───── EXERCISE TEXT ─────
Due to the national lockdown imposed under Statutory Instrument 10 of 2021 to prevent, control and contain the spread of the Covid-19 epidemic, the Judicial Service Commission (JSC) in January announced that it was adjusting its operations, which has led to increased length of judicial proceedings.
The government and several institutions, including local authorities, also scaled down operations with only 10% of their workers available in offices during the lockdown period.
“At some point I wanted to go to the courts, but I was advised that the courts were not entertaining cases like ours. I don’t have money to engage a lawyer, more so, I don’t really understand which legal route to take,” Mangadze said.
Her 21-year-old disabled son Mike “Micho” Saujeni said they lost the battle for the property because his mother was “too poor to contest against a filthy rich land baron over the piece of land”.
“In as much as my mother would want to seek justice and get back that piece of land, she is incapacitated to compete with those land barons. She does not have the money and she does not understand the law at all,” said Saujeni.
“Had I not been in this state, I would have stood by my mother and got back the stand, which was genuinely bought by my parents.”
Chitungwiza Municipality public relations officer Lovemore Meya said the allocation of residential stands was impartial.
“The allocation of residential stands does not favour anyone according to their sexual category and everything is done above board. In the case of double allocation, we just check if the concerned people have the required documentation,” Meya said.
“Just like many other institutions, we are gender-sensitive and practice gender-equitable kind of management where we have a female acting town clerk. We have also introduced quota systems in all our operations from recruitments to management.”
Meya said council had scaled down its operations due to the Covid-19 pandemic, but pointed out that some offices were operational to attend to critical issues.
Regional human rights organisation, Advancing Rights in Southern Africa, in its research published in December last year titled Impact of Covid-19 on Women’s Customary Land Rights and Livelihoods in Southern Africa, revealed that the pandemic was a bottleneck to justice on women’s rights.
“The Covid-19 pandemic has had a serious impact on access to justice for many reasons. These include the inaccessibility of the courts, as the courts operated at a reduced level, often attending only to urgent cases, bail hearings, first appearances for those facing criminal charges or resorting to online operations for jurisdictions that had the facilities to do so,” the research noted.
───── GIVEN ENTRIES ─────
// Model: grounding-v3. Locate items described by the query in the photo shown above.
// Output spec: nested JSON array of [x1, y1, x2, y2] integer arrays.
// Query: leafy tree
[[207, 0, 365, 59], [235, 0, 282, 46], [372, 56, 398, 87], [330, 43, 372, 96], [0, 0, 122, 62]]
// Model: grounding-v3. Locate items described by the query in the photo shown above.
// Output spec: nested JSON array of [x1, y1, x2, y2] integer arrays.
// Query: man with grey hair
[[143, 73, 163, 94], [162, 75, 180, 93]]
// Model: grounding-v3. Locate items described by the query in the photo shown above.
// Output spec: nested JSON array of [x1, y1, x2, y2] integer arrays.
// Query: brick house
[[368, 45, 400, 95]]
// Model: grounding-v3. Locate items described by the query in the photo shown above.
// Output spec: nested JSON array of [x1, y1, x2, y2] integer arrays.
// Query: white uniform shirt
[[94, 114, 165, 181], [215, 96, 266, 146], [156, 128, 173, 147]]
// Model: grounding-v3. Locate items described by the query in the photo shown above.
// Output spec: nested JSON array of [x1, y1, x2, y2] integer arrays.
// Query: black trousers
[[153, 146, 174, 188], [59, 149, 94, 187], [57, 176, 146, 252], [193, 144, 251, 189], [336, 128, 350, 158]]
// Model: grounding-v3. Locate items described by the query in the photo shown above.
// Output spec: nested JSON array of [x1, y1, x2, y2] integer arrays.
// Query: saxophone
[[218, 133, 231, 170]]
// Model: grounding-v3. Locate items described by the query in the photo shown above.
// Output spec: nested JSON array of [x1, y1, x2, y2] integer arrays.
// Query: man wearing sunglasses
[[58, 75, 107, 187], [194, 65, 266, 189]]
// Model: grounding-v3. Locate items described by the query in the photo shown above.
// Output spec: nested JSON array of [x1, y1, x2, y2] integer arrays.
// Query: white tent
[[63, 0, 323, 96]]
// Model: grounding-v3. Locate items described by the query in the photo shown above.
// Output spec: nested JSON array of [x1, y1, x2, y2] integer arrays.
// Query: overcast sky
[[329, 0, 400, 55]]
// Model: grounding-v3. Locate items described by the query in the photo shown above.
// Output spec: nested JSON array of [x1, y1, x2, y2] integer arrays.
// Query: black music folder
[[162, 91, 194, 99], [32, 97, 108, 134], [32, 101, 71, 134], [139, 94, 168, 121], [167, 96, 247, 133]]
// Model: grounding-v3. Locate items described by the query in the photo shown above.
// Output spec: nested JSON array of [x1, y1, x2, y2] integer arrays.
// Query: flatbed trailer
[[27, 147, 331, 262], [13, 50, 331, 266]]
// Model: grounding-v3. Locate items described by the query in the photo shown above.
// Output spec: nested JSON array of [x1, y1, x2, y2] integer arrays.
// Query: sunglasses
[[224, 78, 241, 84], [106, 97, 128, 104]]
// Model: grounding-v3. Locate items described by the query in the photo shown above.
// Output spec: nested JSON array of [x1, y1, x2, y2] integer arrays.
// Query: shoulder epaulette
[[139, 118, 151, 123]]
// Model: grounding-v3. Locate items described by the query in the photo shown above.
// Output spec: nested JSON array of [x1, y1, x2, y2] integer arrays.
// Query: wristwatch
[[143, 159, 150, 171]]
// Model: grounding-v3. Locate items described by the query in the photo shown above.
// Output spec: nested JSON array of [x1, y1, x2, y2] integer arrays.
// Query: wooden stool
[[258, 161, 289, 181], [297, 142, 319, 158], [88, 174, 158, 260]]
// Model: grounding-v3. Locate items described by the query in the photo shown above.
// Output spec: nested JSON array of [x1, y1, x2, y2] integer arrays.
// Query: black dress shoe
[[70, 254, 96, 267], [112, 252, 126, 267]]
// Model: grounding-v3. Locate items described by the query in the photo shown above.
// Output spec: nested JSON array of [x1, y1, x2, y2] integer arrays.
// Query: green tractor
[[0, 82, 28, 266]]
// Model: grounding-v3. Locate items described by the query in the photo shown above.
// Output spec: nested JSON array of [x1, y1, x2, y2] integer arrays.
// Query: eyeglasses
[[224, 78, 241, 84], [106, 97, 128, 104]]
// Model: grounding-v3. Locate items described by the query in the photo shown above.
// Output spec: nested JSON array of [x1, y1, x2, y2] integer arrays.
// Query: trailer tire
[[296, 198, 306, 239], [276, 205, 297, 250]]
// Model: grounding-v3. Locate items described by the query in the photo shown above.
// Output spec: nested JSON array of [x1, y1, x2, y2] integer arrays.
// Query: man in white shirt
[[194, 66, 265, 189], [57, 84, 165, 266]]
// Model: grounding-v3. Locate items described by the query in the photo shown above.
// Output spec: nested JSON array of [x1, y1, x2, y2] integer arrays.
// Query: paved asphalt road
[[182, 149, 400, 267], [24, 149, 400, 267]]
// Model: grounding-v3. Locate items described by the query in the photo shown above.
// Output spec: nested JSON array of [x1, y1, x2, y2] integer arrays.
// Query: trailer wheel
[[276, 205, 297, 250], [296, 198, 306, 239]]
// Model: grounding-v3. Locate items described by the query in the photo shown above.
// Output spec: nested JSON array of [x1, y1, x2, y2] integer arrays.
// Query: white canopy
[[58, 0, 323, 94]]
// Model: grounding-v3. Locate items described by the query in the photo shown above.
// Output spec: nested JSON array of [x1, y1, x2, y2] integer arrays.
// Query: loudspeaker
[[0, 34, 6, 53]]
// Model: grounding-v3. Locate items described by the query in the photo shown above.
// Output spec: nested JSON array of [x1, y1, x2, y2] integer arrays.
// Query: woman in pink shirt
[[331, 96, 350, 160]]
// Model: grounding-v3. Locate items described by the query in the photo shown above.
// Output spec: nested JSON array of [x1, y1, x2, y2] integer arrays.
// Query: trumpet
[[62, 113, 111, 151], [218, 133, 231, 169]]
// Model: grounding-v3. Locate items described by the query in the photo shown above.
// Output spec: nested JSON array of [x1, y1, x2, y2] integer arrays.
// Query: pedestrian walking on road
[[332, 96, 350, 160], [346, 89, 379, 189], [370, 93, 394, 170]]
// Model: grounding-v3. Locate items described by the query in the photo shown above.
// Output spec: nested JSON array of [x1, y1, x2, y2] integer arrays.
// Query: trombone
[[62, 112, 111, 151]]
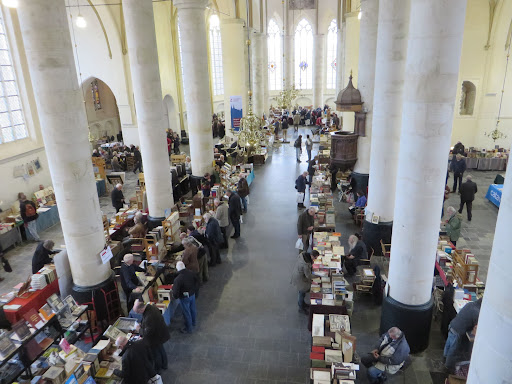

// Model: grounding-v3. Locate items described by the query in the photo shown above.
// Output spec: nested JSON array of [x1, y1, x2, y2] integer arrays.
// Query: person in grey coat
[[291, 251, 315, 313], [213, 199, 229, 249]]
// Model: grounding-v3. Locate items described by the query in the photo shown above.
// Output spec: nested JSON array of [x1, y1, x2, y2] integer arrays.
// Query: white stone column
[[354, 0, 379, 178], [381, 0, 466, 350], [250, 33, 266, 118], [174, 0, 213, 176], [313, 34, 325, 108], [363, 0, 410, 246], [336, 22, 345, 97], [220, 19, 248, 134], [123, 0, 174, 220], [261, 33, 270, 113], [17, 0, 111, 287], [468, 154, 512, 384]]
─────
**TASK SET**
(1) Answer these questions from the news report on Covid-19 and women's land rights.
(a) What share of workers did the government and several institutions keep available in offices during the lockdown?
(b) How old is Mike "Micho" Saujeni?
(c) In what month was the research by Advancing Rights in Southern Africa published?
(2) Write the next few paragraphs of the news report on Covid-19 and women's land rights, picking up after its final paragraph.
The records have nothing to do with the text.

**RESULTS FOR THE EXERCISE**
(1)
(a) 10% of their workers
(b) 21 years old
(c) December

(2)
“In addition, the limitations placed on the movement of citizens meant that many could not travel to the courts or other administrative and quasi-judicial institutions in order to have their legal issues addressed. Similarly, witnesses could not travel to the courts.”
Social commentator Dorothy Chirwa-Tumbo said there was need to increase women’s awareness of their rights to own land and participate in land governance.
“There should be robust awareness campaigns and land rights education programmes that also target men in marginalised communities. Such awareness campaigns should be in applicable languages, including local languages taking into cognisance the literacy levels of women in these communities,” Chirwa-Tumbo said.
Dewa Mavhinga, Southern Africa director for Human Rights Watch, said women’s land rights just like other human rights issues were impacted negatively by the Covid-19 pandemic.
“Women’s land rights are more adversely impacted within the Covid-19 pandemic context making it important for authorities to ensure targeted legislative and other measures to protect women’s rights and provide women with direct access to remedies including the courts,” said Mavhinga.
“Where women are deprived of their land rights, relevant constitutional institutions like the Zimbabwe Gender Commission and the Zimbabwe Human Rights Commission should be activated immediately to provide necessary support.”
For Mangadze, she believes at some point justice will be delivered and she will build her own house.